» MATERIAL PROVIDED:

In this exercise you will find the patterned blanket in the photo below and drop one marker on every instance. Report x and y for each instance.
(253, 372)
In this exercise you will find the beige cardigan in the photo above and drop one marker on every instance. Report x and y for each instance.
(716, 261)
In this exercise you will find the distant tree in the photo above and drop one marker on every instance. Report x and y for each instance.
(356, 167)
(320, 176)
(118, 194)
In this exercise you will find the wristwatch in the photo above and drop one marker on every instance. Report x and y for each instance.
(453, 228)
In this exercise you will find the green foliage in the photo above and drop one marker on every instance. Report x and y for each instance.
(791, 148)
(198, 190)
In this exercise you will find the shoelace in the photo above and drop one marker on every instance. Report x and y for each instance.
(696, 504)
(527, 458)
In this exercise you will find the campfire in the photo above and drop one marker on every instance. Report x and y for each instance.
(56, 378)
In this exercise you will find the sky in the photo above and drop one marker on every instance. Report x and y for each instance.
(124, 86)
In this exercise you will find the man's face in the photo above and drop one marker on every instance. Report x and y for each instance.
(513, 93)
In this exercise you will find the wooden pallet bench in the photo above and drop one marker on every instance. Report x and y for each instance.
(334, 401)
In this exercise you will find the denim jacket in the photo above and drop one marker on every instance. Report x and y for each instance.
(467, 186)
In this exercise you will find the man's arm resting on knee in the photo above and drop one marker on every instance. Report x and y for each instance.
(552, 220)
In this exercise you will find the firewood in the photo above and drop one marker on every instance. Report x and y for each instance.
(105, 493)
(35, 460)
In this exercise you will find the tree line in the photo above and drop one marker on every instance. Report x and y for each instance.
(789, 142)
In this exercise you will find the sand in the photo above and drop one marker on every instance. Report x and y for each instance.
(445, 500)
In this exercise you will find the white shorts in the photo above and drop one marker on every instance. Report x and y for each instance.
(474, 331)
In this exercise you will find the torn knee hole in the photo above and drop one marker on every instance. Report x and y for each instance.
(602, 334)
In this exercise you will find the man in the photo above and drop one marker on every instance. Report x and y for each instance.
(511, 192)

» TASK REQUIREMENTS:
Repeat the material in full. Nothing may differ.

» EXERCISE RESPONSE:
In this exercise you will find the patterned blanket in the photo below and drop one marker on every instance. Report x and y for each instance.
(253, 372)
In this exercise you will find the beige cardigan in the photo above and drop one marker on every instance. Report x and y for each instance.
(716, 261)
In this exercise you will find the distant tree in the photo above and drop one marker on every instance. Report x and y for each instance.
(356, 167)
(320, 176)
(118, 194)
In this exercise you will find the wristwatch in the photo above and drop one marker on every instance. Report x and y for each instance.
(453, 228)
In this exercise you will find the green foliage in the photo above and drop one marker on every instance. Report x and y for each instance.
(791, 148)
(198, 190)
In this exercise you will find the shoelace in the photo above and drop one marker on every instance. Report x and y for each instance.
(696, 504)
(527, 458)
In this exercise you will find the campfire in the photo above and drop one marker on every instance. Report x and y for each instance.
(56, 378)
In this exercise you will find the sky in the photo above and drop one marker on every instance. Report x and y for each instance.
(124, 86)
In this exercise you will find the man's face in the photo above and drop one marker on every instance. Report x and y for each instance.
(513, 93)
In this exercise you will find the wooden pallet bench in the photo above and drop one marker on every instance. Report x and y for each instance.
(334, 401)
In this exercise you will find the denim jacket in the photo above and drop one marker on every instance. Report x and y for each instance.
(467, 186)
In this exercise you will find the man's arm resting on knee in the photo above and drop one marker on every instance. Report x and y for each instance.
(552, 220)
In this exercise you will find the firewood in the photo above and drop one marker on every instance. Report x and y for each instance.
(105, 493)
(35, 460)
In this exercise you will find the tree line in the photo above and drop one marker on every instance. Report x and y for each instance.
(789, 142)
In this exercise you will find the sand in the photo above and drop one marker on every instance. Report x and y for each instance.
(445, 500)
In this exercise you will find the white shorts in the photo above and drop one marker on every instance. Report x and y for each instance.
(474, 331)
In this exercise you will find the torn knee hole in the photo above and drop one marker on every instance. Report x and y for each instance.
(602, 334)
In this exercise you will find the man in the photo above and drop one marker on every instance. Report x and y for each instance.
(511, 192)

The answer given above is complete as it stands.